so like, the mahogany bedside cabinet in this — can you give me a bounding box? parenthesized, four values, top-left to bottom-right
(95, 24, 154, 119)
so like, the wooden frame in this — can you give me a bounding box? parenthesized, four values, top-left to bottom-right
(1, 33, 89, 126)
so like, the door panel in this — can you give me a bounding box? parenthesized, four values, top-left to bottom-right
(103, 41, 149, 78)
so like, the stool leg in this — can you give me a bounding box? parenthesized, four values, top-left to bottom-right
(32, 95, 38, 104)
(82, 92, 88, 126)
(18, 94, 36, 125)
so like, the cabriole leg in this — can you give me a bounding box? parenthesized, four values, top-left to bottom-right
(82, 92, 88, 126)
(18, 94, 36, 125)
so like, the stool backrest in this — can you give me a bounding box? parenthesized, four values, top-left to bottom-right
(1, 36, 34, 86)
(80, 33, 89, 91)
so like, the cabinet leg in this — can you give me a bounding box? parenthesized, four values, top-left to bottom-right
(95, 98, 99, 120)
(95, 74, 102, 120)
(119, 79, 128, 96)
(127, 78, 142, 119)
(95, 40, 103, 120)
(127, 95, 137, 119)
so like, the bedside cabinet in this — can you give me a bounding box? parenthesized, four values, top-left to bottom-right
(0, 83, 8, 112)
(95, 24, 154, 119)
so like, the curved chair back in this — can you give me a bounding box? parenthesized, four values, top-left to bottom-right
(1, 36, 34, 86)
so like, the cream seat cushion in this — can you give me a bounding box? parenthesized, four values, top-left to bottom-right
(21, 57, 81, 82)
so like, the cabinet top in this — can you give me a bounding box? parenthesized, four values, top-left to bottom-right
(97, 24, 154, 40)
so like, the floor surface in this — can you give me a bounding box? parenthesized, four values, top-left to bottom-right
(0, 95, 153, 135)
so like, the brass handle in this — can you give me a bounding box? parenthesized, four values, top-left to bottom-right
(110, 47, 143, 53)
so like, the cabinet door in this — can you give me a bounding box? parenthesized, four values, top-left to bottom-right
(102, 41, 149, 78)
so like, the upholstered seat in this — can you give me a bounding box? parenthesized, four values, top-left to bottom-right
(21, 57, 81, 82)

════════════════

_Work order:_ Print all of the records, leaving each one exactly as it appears above.

_Task output:_
so like, the mahogany bedside cabinet in this — can you give me a bounding box? parenthesized, four values, top-left to bottom-right
(95, 24, 154, 119)
so like, the wooden frame in this — can you give me a bounding box? parenthesized, four values, top-left to bottom-right
(1, 33, 89, 126)
so like, the door panel in this — can you give me a bounding box? parenthesized, four values, top-left to bottom-right
(103, 41, 149, 78)
so like, the stool leg in this — can you give me a bounding box? parenthesized, four values, top-left to bottom-right
(32, 95, 38, 104)
(82, 92, 88, 126)
(18, 94, 36, 125)
so like, the cabriole leg in this — can you give me a bounding box? parenthesized, four values, top-left to bottom-right
(82, 92, 88, 126)
(18, 94, 36, 125)
so like, the stool backrest in this — can you give me a bounding box? parenthesized, four values, top-left to bottom-right
(1, 36, 34, 86)
(80, 33, 89, 91)
so like, the cabinet leg in this — can you give me a bounding box? parenthesized, four values, top-left to bottom-right
(95, 98, 99, 120)
(95, 74, 102, 120)
(119, 79, 128, 96)
(127, 78, 142, 119)
(95, 40, 103, 120)
(127, 95, 137, 119)
so like, the bedside cabinet in this — can you give me a bounding box? parenthesized, four values, top-left to bottom-right
(0, 83, 8, 112)
(95, 24, 154, 119)
so like, the curved chair back in this — can you give me a bounding box? parenthesized, four values, top-left to bottom-right
(1, 36, 34, 86)
so like, the cream seat cushion in this — can you give me a bounding box? parenthesized, four values, top-left to bottom-right
(21, 57, 81, 82)
so like, the cabinet top in this — can you give me a bounding box? parenthesized, four values, top-left to bottom-right
(97, 24, 154, 40)
so like, the floor surface in this — can you give me a bounding box? parenthesized, four values, top-left to bottom-right
(0, 95, 153, 135)
so like, the brass handle in this — can you give me a bounding box? parenthesized, four values, top-left to bottom-right
(110, 47, 143, 53)
so like, the cabinet door in this — can you give me a bounding box? parenthesized, four values, top-left to bottom-right
(102, 41, 149, 78)
so like, the upholstered seat in this — can you give me a bounding box? parenthesized, four values, top-left to bottom-right
(21, 57, 81, 82)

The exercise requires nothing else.